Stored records
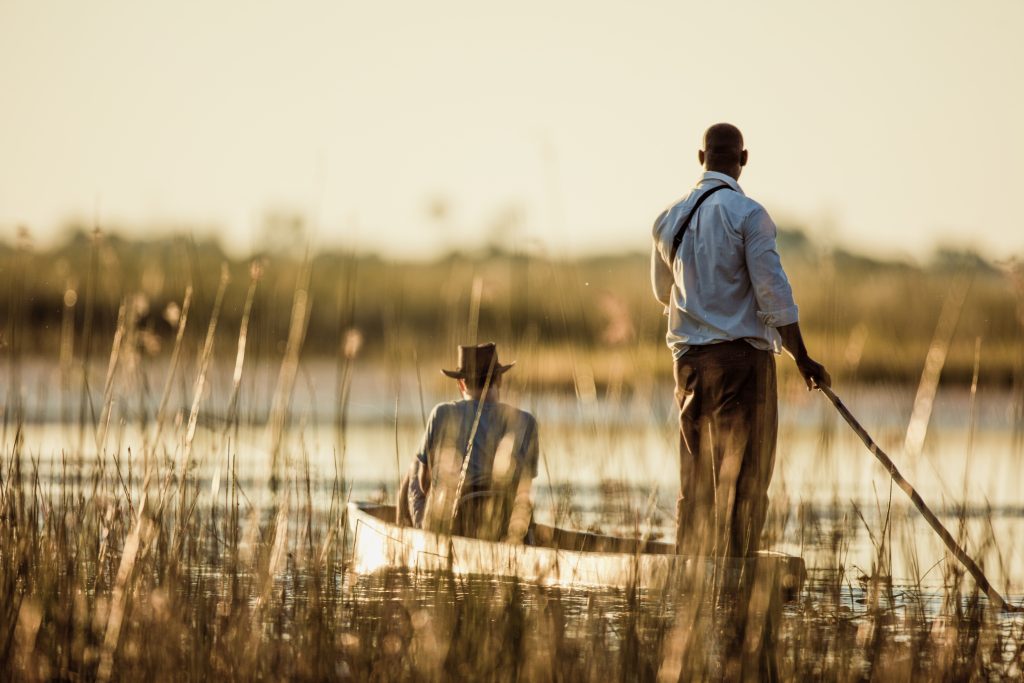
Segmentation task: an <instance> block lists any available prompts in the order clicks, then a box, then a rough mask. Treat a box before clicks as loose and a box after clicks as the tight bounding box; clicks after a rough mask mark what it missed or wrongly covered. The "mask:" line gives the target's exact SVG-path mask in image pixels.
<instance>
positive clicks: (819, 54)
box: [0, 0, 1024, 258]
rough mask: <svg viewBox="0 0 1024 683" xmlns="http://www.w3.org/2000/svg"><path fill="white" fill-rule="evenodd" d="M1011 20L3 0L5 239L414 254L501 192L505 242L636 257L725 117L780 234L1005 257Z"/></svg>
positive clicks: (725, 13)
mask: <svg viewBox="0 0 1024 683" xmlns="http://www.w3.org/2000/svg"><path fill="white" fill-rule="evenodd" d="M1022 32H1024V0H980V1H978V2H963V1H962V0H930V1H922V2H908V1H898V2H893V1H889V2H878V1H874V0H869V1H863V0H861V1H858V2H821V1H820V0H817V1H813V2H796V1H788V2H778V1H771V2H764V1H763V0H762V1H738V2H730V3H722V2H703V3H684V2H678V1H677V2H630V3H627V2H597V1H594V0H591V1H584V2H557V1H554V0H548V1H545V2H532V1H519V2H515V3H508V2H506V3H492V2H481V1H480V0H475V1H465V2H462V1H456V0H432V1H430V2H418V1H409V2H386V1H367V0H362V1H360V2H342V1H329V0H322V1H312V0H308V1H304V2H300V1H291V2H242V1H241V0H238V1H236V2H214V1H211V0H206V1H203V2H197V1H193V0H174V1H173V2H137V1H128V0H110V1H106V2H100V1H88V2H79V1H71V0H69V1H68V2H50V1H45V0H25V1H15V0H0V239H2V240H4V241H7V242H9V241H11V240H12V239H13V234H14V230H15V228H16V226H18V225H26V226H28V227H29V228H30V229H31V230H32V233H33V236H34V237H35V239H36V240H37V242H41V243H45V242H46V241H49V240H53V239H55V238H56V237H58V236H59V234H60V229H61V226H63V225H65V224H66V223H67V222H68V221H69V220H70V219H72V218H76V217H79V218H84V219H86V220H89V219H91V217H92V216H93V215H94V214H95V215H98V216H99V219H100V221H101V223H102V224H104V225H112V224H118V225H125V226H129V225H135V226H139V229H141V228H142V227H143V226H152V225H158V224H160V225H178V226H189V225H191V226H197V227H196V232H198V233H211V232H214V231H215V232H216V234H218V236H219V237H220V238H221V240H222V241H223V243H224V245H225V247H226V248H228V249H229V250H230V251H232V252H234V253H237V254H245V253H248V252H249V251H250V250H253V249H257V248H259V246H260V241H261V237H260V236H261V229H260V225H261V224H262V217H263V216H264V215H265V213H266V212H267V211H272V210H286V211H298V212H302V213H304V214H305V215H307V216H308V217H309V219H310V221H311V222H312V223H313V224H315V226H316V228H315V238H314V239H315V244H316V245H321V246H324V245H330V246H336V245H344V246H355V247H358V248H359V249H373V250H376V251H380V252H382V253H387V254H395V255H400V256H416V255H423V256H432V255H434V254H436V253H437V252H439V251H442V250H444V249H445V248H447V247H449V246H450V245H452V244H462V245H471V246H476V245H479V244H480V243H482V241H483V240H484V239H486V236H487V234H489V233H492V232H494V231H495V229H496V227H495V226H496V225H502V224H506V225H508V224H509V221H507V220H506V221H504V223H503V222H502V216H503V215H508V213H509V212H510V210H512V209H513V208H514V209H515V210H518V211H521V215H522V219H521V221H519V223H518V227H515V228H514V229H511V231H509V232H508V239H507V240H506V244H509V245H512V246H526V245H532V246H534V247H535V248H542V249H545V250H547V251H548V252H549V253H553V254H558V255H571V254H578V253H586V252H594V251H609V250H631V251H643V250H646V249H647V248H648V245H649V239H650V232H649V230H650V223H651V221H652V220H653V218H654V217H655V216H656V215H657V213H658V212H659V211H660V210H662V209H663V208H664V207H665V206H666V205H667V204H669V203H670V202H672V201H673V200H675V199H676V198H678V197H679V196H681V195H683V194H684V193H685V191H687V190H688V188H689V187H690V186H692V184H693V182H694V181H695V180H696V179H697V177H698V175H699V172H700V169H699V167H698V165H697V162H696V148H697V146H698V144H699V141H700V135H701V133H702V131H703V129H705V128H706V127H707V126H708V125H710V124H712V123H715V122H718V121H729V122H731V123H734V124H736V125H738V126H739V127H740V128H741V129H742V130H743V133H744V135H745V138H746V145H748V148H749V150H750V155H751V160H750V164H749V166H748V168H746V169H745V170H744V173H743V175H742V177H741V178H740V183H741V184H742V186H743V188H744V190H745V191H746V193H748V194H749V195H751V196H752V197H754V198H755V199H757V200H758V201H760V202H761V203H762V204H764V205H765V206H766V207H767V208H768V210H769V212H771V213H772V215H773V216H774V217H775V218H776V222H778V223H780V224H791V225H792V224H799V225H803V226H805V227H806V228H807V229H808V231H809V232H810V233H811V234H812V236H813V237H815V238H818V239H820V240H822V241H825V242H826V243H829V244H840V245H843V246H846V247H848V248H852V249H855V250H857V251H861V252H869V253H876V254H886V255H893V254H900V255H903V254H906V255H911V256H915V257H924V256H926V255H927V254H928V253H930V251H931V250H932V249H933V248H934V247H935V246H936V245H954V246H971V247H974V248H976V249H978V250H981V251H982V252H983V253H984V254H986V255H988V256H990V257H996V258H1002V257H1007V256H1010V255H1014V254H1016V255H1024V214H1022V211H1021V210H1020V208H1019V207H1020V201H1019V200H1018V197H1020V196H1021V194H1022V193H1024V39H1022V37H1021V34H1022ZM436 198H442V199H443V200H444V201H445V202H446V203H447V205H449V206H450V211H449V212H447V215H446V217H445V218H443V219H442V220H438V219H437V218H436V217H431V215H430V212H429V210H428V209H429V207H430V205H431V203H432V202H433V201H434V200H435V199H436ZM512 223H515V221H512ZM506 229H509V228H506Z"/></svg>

EXERCISE GOAL
Leaving the pictures out, set down all of the data again exactly.

RESULT FOR THIS EXERCISE
Segmentation task: an <instance> block lists any available prompts in the order clicks, then a box, then a rough mask. Treat a box before clicks as loose and a box after clicks as the tight bounding box; clicks after a rough mask mark what it missed or wrongly covered. The "mask:" line gives the target's exact SVG-path mask in image pixels.
<instance>
positive clicks: (819, 54)
box: [0, 0, 1024, 258]
rough mask: <svg viewBox="0 0 1024 683" xmlns="http://www.w3.org/2000/svg"><path fill="white" fill-rule="evenodd" d="M1011 20L3 0L5 239L414 254L501 192L505 242L636 257L725 117L780 234L1005 257Z"/></svg>
positive clicks: (725, 13)
mask: <svg viewBox="0 0 1024 683" xmlns="http://www.w3.org/2000/svg"><path fill="white" fill-rule="evenodd" d="M1022 32H1024V0H980V1H978V2H963V1H962V0H930V1H922V2H908V1H898V2H893V1H889V2H878V1H874V0H869V1H863V0H861V1H858V2H821V1H820V0H817V1H813V2H796V1H788V2H778V1H771V2H764V1H763V0H762V1H738V2H730V3H722V2H703V3H684V2H678V1H677V2H630V3H627V2H597V1H594V0H591V1H584V2H557V1H554V0H548V1H545V2H532V1H519V2H515V3H508V2H506V3H492V2H481V1H480V0H475V1H465V2H462V1H456V0H432V1H430V2H418V1H409V2H386V1H367V0H362V1H360V2H342V1H329V0H322V1H312V0H308V1H304V2H300V1H291V2H242V1H241V0H238V1H236V2H214V1H211V0H206V1H203V2H197V1H193V0H174V1H173V2H137V1H128V0H110V1H106V2H100V1H88V2H79V1H71V0H69V1H68V2H50V1H45V0H25V1H15V0H0V239H2V240H4V241H7V242H9V241H11V240H12V239H13V234H14V230H15V228H16V226H18V225H26V226H28V227H29V228H30V229H31V230H32V233H33V236H34V237H35V239H36V240H37V242H41V243H45V242H46V241H49V240H53V239H55V238H56V237H58V236H59V234H60V229H61V226H63V225H65V224H66V223H67V222H68V221H69V220H70V219H72V218H76V217H79V218H84V219H86V220H89V219H91V217H92V216H93V215H94V214H95V215H98V216H99V219H100V221H101V223H102V224H104V225H112V224H118V225H125V226H129V225H135V226H139V229H141V228H142V227H143V226H152V225H158V224H160V225H178V226H189V225H191V226H197V227H196V232H198V233H211V232H214V231H215V232H216V234H218V236H219V237H220V238H221V240H222V241H223V243H224V245H225V247H226V248H228V249H229V250H230V251H232V252H234V253H237V254H245V253H248V252H249V251H250V250H253V249H257V248H259V246H260V241H261V237H260V236H261V229H260V225H261V224H262V217H263V216H264V215H265V213H266V212H267V211H272V210H286V211H298V212H302V213H304V214H305V215H307V216H308V217H309V219H310V221H311V222H312V223H313V224H315V226H316V228H315V238H314V239H315V244H316V245H321V246H324V245H330V246H336V245H344V246H355V247H358V248H359V249H373V250H376V251H380V252H382V253H387V254H395V255H400V256H416V255H423V256H432V255H434V254H436V253H437V252H439V251H442V250H444V249H445V248H447V247H449V246H450V245H452V244H462V245H471V246H476V245H479V244H480V243H482V241H483V240H484V239H486V236H487V234H489V233H492V232H494V231H495V229H496V227H495V226H496V225H502V224H506V225H508V224H509V221H507V220H506V221H504V223H503V222H502V216H503V215H508V213H509V212H510V210H512V209H513V208H514V209H515V210H518V211H521V215H522V219H521V221H519V223H518V227H515V228H514V229H511V231H509V232H508V239H507V240H506V244H509V245H512V246H526V245H532V246H534V247H535V248H542V249H545V250H547V251H548V252H549V253H553V254H558V255H571V254H578V253H586V252H594V251H609V250H631V251H643V250H646V249H647V248H648V245H649V239H650V232H649V230H650V223H651V221H652V220H653V218H654V217H655V216H656V215H657V213H658V212H659V211H660V210H662V209H663V208H664V207H665V206H666V205H667V204H669V203H670V202H672V201H673V200H675V199H676V198H678V197H679V196H681V195H683V194H684V193H685V191H687V190H688V188H689V187H690V186H692V184H693V182H694V181H695V180H696V179H697V177H698V175H699V172H700V169H699V167H698V165H697V162H696V148H697V146H698V144H699V141H700V135H701V133H702V131H703V129H705V128H706V127H707V126H708V125H710V124H712V123H715V122H718V121H729V122H731V123H734V124H736V125H738V126H739V127H740V128H741V129H742V130H743V133H744V135H745V138H746V145H748V148H749V150H750V155H751V160H750V164H749V166H748V168H746V169H745V170H744V173H743V175H742V177H741V178H740V183H741V184H742V186H743V188H744V190H745V191H746V193H748V194H749V195H751V196H752V197H754V198H755V199H757V200H758V201H760V202H761V203H762V204H764V205H765V206H766V207H767V208H768V210H769V212H771V213H772V215H773V216H774V217H775V218H776V222H778V223H780V224H791V225H792V224H799V225H803V226H805V227H806V228H807V229H808V231H809V232H810V233H811V234H812V236H813V237H815V238H818V239H820V240H822V241H825V242H826V243H829V244H840V245H843V246H846V247H848V248H852V249H855V250H857V251H861V252H869V253H876V254H886V255H893V254H900V255H903V254H906V255H911V256H915V257H924V256H926V255H927V254H928V253H930V251H931V250H932V249H933V248H934V247H935V246H936V245H954V246H971V247H974V248H976V249H978V250H981V251H982V252H983V253H984V254H986V255H988V256H990V257H996V258H1002V257H1007V256H1010V255H1014V254H1016V255H1024V214H1022V211H1021V210H1020V208H1019V207H1020V201H1019V200H1018V197H1020V196H1021V194H1022V193H1024V39H1022V37H1021V34H1022ZM436 198H442V199H443V200H444V201H445V202H446V203H447V205H449V206H450V211H449V212H447V215H446V217H445V218H443V219H442V220H438V219H437V218H436V217H431V215H430V212H429V210H428V209H429V207H430V205H431V203H432V202H433V201H434V200H435V199H436ZM512 223H515V221H512ZM506 229H509V228H506Z"/></svg>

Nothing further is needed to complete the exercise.